[Data records]

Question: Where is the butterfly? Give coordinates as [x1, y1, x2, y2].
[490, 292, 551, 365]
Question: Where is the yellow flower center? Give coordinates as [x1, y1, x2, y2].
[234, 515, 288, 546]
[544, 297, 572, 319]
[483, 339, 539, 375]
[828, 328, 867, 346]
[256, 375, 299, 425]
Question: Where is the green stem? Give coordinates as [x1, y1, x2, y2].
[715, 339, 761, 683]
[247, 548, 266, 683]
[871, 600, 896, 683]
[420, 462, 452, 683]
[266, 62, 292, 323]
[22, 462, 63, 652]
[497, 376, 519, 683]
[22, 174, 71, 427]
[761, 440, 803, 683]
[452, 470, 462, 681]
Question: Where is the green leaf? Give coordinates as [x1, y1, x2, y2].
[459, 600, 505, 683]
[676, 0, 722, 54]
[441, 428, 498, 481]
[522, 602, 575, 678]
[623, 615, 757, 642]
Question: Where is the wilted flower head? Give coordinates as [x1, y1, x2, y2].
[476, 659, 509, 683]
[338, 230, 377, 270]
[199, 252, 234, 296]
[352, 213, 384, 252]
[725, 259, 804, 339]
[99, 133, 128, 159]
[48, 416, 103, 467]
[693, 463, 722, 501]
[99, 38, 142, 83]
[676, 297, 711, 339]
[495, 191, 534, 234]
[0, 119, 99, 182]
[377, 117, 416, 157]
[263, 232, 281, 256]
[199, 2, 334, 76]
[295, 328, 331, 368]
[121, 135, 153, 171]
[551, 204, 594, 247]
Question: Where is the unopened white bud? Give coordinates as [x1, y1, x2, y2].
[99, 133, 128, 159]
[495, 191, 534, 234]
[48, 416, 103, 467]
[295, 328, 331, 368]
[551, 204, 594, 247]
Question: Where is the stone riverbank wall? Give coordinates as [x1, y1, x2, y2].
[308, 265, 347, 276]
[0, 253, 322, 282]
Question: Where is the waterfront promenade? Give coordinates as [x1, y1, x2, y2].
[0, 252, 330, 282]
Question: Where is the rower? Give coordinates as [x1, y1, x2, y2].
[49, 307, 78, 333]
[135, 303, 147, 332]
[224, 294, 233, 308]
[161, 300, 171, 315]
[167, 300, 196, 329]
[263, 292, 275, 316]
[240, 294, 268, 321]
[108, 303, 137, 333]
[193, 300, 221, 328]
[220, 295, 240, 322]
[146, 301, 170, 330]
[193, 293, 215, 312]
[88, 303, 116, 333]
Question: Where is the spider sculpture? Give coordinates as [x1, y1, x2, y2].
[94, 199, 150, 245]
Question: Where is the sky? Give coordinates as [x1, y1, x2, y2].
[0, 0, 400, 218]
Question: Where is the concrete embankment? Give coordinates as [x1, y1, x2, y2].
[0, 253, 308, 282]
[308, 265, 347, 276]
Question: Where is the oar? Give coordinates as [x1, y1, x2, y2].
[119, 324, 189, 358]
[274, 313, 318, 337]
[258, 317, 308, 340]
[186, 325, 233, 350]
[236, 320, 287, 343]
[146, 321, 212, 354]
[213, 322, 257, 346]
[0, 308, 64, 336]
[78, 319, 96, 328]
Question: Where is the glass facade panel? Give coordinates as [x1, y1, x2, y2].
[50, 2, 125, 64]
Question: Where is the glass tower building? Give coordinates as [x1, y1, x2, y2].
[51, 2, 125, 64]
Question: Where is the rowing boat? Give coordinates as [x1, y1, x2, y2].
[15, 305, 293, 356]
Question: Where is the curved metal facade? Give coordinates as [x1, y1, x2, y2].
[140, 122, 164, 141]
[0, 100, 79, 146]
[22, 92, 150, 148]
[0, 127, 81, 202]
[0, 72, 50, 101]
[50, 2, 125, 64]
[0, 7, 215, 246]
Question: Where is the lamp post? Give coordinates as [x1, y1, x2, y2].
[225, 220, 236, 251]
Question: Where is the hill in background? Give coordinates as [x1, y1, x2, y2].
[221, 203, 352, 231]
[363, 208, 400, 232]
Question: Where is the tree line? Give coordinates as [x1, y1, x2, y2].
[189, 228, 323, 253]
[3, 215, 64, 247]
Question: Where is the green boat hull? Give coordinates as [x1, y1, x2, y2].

*EXERCISE AIM:*
Copy the rows above word for word, starting with the line that contains "Question: Where is the curved" and ending with the line that contains "[363, 208, 400, 232]", both lines included.

*EXERCISE RESPONSE:*
Question: Where is the curved metal facade? Give coordinates as [x1, y1, x2, y2].
[140, 122, 164, 141]
[0, 100, 79, 146]
[22, 92, 150, 148]
[0, 127, 81, 202]
[0, 72, 50, 101]
[50, 2, 125, 64]
[0, 7, 215, 246]
Question: Where is the lamp post? Give coordinates as [x1, y1, x2, y2].
[225, 220, 236, 251]
Question: Where is the hill in background? Give coordinates as [x1, y1, x2, y2].
[221, 203, 352, 231]
[363, 208, 400, 232]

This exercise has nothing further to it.